Перепишите участок от строки, содержащей «the cap logo», до конца записей включительно, заменив «tag a point» на «mark a point». Больше ничего не меняйте.

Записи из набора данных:
###

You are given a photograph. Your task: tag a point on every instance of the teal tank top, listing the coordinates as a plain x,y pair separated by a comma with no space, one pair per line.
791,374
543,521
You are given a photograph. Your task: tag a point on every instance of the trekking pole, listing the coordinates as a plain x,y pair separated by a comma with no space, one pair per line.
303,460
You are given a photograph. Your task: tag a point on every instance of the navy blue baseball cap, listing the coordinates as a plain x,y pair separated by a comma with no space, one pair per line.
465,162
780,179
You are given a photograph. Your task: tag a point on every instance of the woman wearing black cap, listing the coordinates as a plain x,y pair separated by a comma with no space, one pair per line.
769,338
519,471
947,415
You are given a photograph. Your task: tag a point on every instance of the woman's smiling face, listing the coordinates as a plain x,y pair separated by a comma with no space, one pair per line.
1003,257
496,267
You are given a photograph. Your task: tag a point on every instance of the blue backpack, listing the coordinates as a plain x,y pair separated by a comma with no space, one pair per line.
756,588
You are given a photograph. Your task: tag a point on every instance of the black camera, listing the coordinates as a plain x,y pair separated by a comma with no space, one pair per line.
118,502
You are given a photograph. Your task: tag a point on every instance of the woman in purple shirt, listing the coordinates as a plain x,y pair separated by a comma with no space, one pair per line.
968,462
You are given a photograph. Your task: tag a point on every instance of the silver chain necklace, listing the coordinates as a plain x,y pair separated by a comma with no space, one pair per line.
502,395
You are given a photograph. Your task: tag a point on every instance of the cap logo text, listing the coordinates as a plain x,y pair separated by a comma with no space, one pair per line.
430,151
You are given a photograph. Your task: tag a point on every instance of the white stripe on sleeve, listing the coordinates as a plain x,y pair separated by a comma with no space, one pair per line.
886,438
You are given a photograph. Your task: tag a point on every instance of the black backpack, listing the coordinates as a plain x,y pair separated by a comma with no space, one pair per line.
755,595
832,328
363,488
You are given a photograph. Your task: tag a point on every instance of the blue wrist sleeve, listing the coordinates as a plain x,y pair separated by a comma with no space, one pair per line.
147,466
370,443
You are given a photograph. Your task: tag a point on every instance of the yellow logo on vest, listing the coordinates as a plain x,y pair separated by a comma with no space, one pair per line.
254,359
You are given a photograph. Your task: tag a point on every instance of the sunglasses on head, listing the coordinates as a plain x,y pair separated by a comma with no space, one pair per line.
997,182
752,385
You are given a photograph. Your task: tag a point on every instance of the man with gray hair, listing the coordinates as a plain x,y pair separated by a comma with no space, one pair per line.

###

> _ОТВЕТ К УПРАЖНЕНИЮ_
You are given a photograph. Your task: mark a point on every instance of the cap logo text, listing the coordinates as a plain x,y pair separated by a comma with no space, one pair per line.
430,151
You are given a photograph. Your task: mark a point on every instance of the white stripe on sleeve, listing the coordinates as a plain x,y pair separated by a comma with no space, one pair per line.
886,438
You are given a photograph. Your task: mark a point on every instance of the black backpack, listing the coordinates as a plain x,y pair separated by a comma with no space, one pair per line.
755,595
832,328
363,488
You are given a photograph. Your task: mark a point on every instance of the blue wrist sleeve, listing the coordinates as a plain x,y pair separated by a comma with no space, one pair per line.
147,466
370,443
You are given a photograph. Your task: mark a point on every instance of the yellow logo on vest, listing the coordinates as a plain x,y pair separated by a comma with no space, one pair per line.
254,359
You are given a photograph. Your task: mark a point on every instance of the sunglasses on head, listing the coordinates as a plain x,y pair separated by a comma with no space, one pair per line.
997,182
752,385
You are given a photograph. Your task: mark a point on every instance of the man with gray hair, listing the coordinates as a plain x,y pair separated by a comma with no space, one pair per line.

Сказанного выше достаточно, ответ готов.